**INPUT DATA:**
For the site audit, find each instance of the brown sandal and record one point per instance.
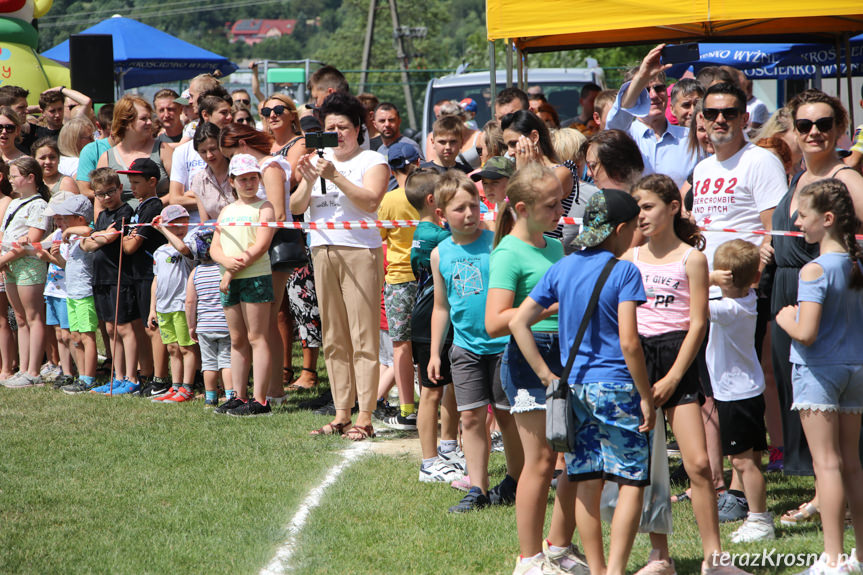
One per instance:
(331, 429)
(359, 432)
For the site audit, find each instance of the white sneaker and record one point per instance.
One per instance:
(754, 530)
(536, 566)
(440, 472)
(570, 560)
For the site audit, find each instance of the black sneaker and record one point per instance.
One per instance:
(78, 386)
(473, 501)
(63, 381)
(503, 493)
(385, 410)
(251, 408)
(156, 387)
(229, 405)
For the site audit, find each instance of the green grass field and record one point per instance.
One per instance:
(90, 484)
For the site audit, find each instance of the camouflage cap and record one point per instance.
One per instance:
(495, 168)
(604, 211)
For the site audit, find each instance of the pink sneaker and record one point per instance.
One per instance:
(462, 484)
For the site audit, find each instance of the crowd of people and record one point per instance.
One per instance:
(140, 224)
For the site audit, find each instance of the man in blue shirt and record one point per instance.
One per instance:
(640, 111)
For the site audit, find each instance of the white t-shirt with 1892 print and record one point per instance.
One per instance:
(732, 194)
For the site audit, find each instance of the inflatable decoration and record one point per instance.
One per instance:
(20, 64)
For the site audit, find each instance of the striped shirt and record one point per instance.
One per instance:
(211, 314)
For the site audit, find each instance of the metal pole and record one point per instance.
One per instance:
(492, 73)
(367, 44)
(508, 45)
(847, 38)
(409, 101)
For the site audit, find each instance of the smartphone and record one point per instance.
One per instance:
(680, 53)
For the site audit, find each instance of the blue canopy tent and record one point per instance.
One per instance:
(144, 55)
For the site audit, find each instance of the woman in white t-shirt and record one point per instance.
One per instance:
(348, 264)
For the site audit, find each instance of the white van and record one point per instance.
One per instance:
(561, 86)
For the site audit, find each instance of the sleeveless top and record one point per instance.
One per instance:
(115, 163)
(667, 289)
(234, 240)
(790, 254)
(286, 166)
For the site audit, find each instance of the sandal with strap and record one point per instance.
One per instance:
(806, 512)
(331, 428)
(359, 432)
(297, 387)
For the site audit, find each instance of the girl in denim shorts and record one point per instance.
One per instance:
(521, 257)
(827, 356)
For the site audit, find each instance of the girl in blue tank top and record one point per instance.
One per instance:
(827, 357)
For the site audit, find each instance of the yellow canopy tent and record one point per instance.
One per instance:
(543, 25)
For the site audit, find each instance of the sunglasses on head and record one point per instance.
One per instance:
(277, 110)
(710, 114)
(824, 124)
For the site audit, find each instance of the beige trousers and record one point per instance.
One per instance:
(348, 282)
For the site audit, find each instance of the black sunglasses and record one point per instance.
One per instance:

**ACTIVITY:** Only the lines from the one containing "shorts and record one point per instance." through the last line of the material belong in your answer; output them exactly.

**COMPLETED TASK:**
For the site audit, find each instance of the girl in denim shorts and record one point per instance.
One per instance:
(521, 257)
(827, 356)
For the site audit, find each instance of the girl in blue tank top and record one point per instance.
One per instance:
(827, 357)
For the site audit, find each instance of the yellow canopy tent and record one point per instance.
One per instance:
(543, 25)
For the site audit, find each instance of the sunglasses on head and record one point per instance.
One per instance:
(277, 110)
(710, 114)
(824, 124)
For the site audit, find each instance of the beige trousers and record one point per instance.
One per instance:
(348, 282)
For the site audit, find each instance of the black sunglasses and record one point per instance.
One per instance:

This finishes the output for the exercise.